Point annotation records:
-- Begin --

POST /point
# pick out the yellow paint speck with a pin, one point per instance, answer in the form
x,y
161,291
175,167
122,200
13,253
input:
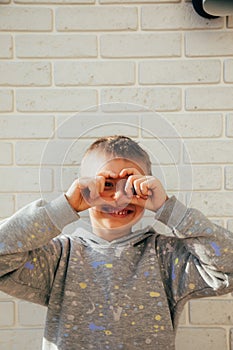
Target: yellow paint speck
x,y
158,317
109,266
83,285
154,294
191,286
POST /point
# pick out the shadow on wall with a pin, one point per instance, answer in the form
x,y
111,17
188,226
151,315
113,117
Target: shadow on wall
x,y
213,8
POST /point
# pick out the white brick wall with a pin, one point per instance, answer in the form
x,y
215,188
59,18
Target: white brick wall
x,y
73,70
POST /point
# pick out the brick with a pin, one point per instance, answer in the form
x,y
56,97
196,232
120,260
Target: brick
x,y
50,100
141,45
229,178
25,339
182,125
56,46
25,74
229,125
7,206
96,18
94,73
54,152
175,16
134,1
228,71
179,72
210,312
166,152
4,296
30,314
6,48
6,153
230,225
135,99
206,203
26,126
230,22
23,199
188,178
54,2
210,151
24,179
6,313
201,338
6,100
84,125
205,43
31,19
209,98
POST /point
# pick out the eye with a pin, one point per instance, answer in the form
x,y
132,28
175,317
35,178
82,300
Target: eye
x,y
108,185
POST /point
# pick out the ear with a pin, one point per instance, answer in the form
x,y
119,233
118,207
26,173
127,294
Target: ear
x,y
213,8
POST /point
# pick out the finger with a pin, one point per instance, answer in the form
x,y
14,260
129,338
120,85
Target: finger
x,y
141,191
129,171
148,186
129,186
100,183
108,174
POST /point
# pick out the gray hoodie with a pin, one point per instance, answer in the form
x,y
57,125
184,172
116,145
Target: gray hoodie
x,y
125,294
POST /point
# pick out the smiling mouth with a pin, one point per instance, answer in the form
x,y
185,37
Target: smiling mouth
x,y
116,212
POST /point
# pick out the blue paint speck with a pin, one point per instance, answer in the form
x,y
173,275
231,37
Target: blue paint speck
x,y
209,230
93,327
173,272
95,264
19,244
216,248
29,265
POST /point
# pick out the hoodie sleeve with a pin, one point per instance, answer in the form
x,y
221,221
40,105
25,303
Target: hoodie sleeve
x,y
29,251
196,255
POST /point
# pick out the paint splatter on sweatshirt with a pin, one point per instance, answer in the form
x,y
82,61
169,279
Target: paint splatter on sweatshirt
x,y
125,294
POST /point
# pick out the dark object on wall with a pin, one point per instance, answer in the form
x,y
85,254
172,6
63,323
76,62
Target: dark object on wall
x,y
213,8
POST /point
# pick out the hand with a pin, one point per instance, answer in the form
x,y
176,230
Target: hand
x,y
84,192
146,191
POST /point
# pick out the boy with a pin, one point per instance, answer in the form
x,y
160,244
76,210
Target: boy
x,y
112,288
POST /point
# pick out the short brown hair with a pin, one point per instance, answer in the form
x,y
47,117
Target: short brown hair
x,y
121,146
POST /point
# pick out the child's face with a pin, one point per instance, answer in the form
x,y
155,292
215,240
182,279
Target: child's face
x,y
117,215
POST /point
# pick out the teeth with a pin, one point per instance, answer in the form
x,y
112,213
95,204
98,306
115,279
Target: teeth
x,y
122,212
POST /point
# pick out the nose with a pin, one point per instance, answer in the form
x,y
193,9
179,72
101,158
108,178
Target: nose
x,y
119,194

-- End --

DIRECTIVE:
Every line above should be repeated exactly; pictures stay out of the copy.

EXERCISE RESULT:
POST /point
# pick out the yellow paint speck with a pin, one point per instance, answer in the form
x,y
161,291
175,167
122,200
13,253
input:
Target: yellow paint speck
x,y
158,317
109,266
83,285
154,294
191,286
POST /point
# pick out the shadow on wall with a pin, one point per instance, answer in the form
x,y
111,17
188,226
151,315
113,117
Target: shadow on wall
x,y
213,8
POST /point
# pick out the white brick wall with a pin, one point per instance, answer in the form
x,y
215,188
59,18
Target: white brick wall
x,y
73,70
POST /point
# pick out the brick with a pin, one point per instance, answer in the form
x,y
56,97
196,232
120,260
Target: brick
x,y
50,100
141,45
229,178
25,339
182,125
56,46
25,74
229,125
7,206
96,18
94,73
54,152
175,16
134,1
228,71
179,72
210,312
166,152
4,296
30,314
6,48
6,153
230,225
135,99
206,203
26,126
230,22
23,199
188,178
54,2
210,151
24,179
6,313
201,338
6,100
84,125
205,43
31,19
209,98
POST /point
# pick out the eye with a pin, one point per instance, answer in the form
x,y
132,28
175,317
35,178
82,300
Target: eye
x,y
108,185
POST /point
# pick out the ear with a pin, one point per instance, answer in the form
x,y
119,233
118,207
26,173
127,294
Target: ear
x,y
213,8
POST /point
# pick out the finger with a pin, one point per instance, answer in the form
x,y
14,260
129,338
120,85
Target: finger
x,y
141,191
129,171
148,186
129,186
100,183
108,174
POST /point
# pick out the gray hoodie with a pin, one point per instance, answer in the form
x,y
57,125
184,172
116,145
Target: gray hoodie
x,y
125,294
POST /point
# pick out the smiling mouth with a pin, one point per instance, answer in the form
x,y
185,37
Target: smiling mouth
x,y
116,212
POST /point
# pick out the blue paint speck with a pin, one point per instance, answer in the form
x,y
173,275
231,37
Target: blue paint speck
x,y
209,230
93,327
173,272
95,264
19,244
216,248
29,265
POST /point
# pick out the hoodie sleeve with a pin, one point per instance, answer in the form
x,y
221,221
40,105
25,303
Target: hoodie sleeve
x,y
29,251
196,255
POST /point
# pick out the paint splatter on sweatshirt with a pin, one point per instance, answer in the form
x,y
82,61
169,279
Target: paint splatter on sweatshirt
x,y
125,294
POST /point
# pick out the dark object on wall with a pin, one point per instance, answer in the form
x,y
85,254
172,6
63,323
76,62
Target: dark object on wall
x,y
213,8
POST /point
# pick out the hand with a pin, one point per instance, answer in the form
x,y
176,230
Target: hand
x,y
84,192
146,191
POST /point
# pick out the boy with a pin, one point per instance, answer in the form
x,y
160,244
76,210
Target: boy
x,y
112,288
POST /point
# pick out the short brown hair with a pin, one point per instance, answer in the form
x,y
47,117
Target: short brown hair
x,y
121,146
POST /point
# pick out the child's face with a pin, one point per instance, answer in the form
x,y
155,292
215,240
182,279
Target: child's face
x,y
117,215
POST /point
# pick out the teeth with a pin, one point per instance, answer in the form
x,y
112,213
95,204
98,306
115,279
Target: teeth
x,y
122,212
POST /point
# pick out the nose with a pin, one point per instance, answer in the form
x,y
193,9
179,72
101,158
108,178
Target: nose
x,y
119,194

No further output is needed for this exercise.